### Work to be completed
Could you arrange the records in the stretch from the line containing "For each instance of the black dress" through the line containing "(168, 1055)", both ends included, as a two-column CSV with the columns text and answer? Give one row per record, put each value in a single quoted field, and turn any line breaks into spaces.

------------------------

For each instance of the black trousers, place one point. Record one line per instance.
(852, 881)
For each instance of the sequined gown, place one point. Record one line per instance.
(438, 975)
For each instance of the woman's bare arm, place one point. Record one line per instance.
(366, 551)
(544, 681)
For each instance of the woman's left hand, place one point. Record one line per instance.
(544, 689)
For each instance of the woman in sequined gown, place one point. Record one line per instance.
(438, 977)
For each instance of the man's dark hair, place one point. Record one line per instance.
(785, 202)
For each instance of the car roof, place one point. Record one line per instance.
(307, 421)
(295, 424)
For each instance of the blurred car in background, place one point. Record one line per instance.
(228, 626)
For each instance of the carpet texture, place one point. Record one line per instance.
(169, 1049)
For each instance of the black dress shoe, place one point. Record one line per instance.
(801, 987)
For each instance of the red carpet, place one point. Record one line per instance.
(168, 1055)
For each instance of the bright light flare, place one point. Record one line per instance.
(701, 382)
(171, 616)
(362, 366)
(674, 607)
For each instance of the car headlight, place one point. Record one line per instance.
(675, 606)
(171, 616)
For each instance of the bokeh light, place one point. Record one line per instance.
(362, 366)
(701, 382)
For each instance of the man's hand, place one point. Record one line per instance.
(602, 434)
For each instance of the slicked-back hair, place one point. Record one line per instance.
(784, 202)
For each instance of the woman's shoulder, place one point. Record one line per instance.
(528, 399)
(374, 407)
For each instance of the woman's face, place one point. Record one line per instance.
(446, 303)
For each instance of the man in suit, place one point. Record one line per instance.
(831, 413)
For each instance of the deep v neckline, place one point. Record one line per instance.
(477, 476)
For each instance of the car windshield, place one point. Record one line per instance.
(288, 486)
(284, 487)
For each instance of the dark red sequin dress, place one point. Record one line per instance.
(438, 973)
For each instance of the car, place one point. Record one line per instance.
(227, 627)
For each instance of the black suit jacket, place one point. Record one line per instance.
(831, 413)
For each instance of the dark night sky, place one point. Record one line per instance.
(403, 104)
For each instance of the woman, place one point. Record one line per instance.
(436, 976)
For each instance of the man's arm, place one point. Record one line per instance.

------------------------

### Solution to the exercise
text,answer
"For each instance of the black dress shoe, place one point. Record one line per instance.","(801, 987)"
"For each instance of the red carpet, place one point. Record one line per instance.","(168, 1055)"